PAGE EXCERPT >>

— START —

2. The separated type air conditioner of claim 1 wherein said water chiller type evaporating apparatus is a sandwich plate type heat exchanger comprising a plurality of heat conductive metal plates formed a plurality of thin medium compartments and a plurality of thin water compartments arranged alternately one to another and fixed by a front wall and a rear wall, a medium inlet, a medium outlet, a water inlet and a water outlet with pipe fittings disposed at said front wall to connect respectively with said medium piping system and said water piping system for chilling a flow of circulated water by the evaporating of cooling medium therefore.

3. The separated type air conditioner of claim 1 wherein said water chiller type evaporating apparatus is a sleeve tubular coil type heat exchanger comprising a core coil tube inserted in a larger sleeve coil formed a tubular hollow space for guiding liquid state medium to evaporate thereat, a flow of circulating water been guided into said core coil tube in a direction reversed to the direction of medium for gradually chilling circulating water therefore.

— END —

INFORMATION SHOWN >>
— START —

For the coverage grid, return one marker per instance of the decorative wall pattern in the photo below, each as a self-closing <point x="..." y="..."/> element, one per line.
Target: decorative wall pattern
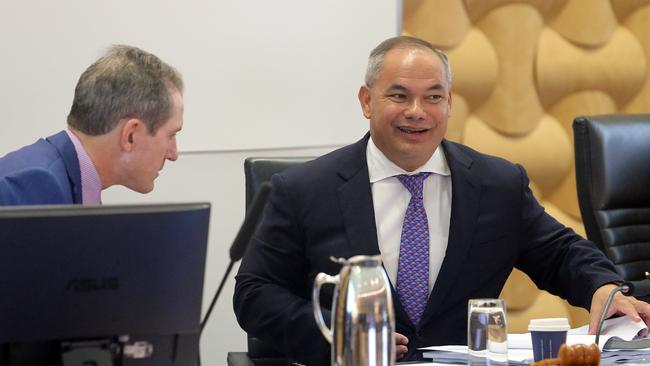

— END —

Retype part of the air conditioner claims above without changes, beginning at the words "3. The separated" and stopping after "circulating water therefore.".

3. The separated type air conditioner of claim 1 wherein said water chiller type evaporating apparatus is a sleeve tubular coil type heat exchanger comprising a core coil tube inserted in a larger sleeve coil formed a tubular hollow space for guiding liquid state medium to evaporate thereat, a flow of circulating water been guided into said core coil tube in a direction reversed to the direction of medium for gradually chilling circulating water therefore.